#### [Work required]
The output should consist solely of the line containing "Where can the yellow and" and the lines that follow it through the end of the data below.

Records from a data source:
▶

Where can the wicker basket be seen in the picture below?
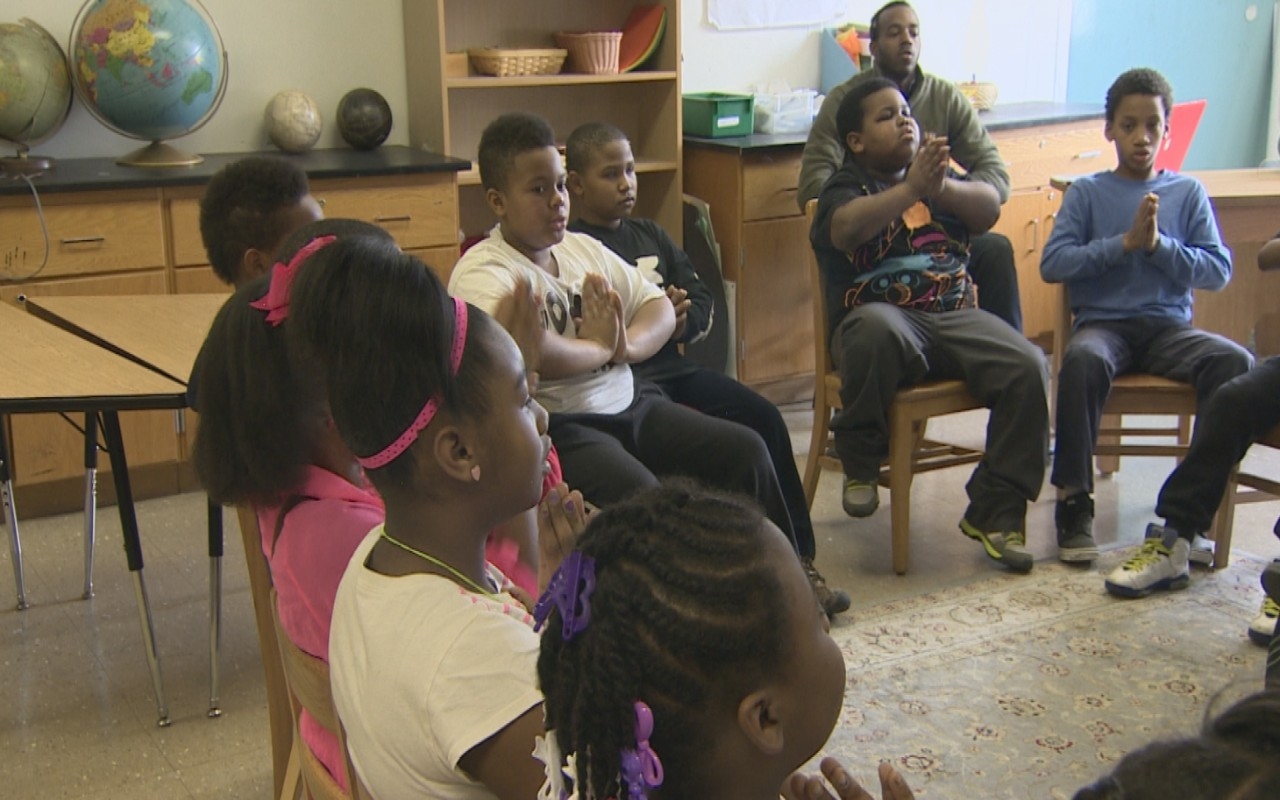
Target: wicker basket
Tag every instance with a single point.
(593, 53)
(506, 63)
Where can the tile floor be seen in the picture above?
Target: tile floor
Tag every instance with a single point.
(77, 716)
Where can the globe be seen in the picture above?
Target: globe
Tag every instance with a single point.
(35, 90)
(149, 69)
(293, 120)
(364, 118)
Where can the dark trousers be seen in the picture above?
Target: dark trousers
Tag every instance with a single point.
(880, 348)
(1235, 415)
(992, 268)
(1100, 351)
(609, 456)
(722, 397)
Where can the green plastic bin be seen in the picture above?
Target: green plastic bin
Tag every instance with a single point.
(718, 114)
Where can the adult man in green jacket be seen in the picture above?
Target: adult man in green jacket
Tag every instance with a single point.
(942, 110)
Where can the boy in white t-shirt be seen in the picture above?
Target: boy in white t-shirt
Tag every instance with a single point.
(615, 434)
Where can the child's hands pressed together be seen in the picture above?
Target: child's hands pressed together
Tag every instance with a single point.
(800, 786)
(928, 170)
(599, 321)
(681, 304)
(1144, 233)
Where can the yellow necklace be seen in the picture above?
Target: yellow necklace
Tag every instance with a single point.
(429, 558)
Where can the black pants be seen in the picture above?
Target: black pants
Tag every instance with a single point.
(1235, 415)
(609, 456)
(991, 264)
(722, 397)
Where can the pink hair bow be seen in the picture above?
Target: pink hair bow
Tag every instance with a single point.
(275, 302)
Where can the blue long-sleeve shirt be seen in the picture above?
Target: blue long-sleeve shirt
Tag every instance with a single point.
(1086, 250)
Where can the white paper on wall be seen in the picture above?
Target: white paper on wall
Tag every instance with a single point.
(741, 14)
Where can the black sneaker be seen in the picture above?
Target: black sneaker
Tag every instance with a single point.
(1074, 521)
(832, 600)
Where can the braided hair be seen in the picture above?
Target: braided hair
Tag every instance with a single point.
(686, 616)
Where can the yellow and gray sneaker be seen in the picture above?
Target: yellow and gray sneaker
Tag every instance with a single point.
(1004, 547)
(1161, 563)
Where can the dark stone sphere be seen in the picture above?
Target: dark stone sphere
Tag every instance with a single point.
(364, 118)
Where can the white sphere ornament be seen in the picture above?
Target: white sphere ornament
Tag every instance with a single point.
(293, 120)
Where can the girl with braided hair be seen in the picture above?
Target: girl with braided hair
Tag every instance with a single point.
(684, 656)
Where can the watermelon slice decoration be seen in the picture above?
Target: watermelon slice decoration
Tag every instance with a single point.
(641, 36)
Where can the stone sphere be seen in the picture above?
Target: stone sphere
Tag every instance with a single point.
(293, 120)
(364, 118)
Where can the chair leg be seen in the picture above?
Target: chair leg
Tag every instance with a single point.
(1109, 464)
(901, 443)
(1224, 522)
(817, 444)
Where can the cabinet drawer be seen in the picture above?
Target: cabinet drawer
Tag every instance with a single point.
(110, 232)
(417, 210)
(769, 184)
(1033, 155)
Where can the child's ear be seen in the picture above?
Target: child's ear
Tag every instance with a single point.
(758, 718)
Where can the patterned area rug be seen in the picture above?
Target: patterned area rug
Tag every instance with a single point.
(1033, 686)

◀

#### [Task response]
Where can the yellow and gray sneaker be seen in the picture above?
Target: yellow and gray sneaker
Tag every instance with a single point.
(1004, 547)
(1161, 563)
Where can the dark stone sphere be seen in the picture above?
Target: dark stone sphere
Tag every instance with a single point.
(364, 118)
Where can the white sphere ornament be seen in the picture above?
Target: white sphere ornament
Tag every instance with a single point.
(293, 120)
Where can the girl with braided hair be seen in the picture above?
Target: girl with braided hair
Tag every instance with a single point.
(684, 656)
Where can the watermelon slice decoration be seen in the picture above?
Target: watermelon slice decoration
Tag every instance with a single point.
(641, 36)
Where can the stone sphere be seen in the picture above?
Target: stone sphere
Tag every instance with a single point.
(293, 120)
(364, 118)
Where can the chair leg be seen in the picture above?
Target: chair leg
Tag every instance with a single point.
(1109, 464)
(901, 443)
(1224, 522)
(817, 444)
Where can the cabinet drawer be seen in the picture above?
Target: cabinet drawer
Tag every instance with a single point.
(110, 232)
(417, 210)
(769, 184)
(1033, 155)
Where can the child's ear be seen in the picture above?
Target: child's ear
Tag every instance with a single point.
(758, 718)
Where can the patterned area rug be seen in the picture above?
Target: patterned area rug
Tag every instance with a single point.
(1033, 686)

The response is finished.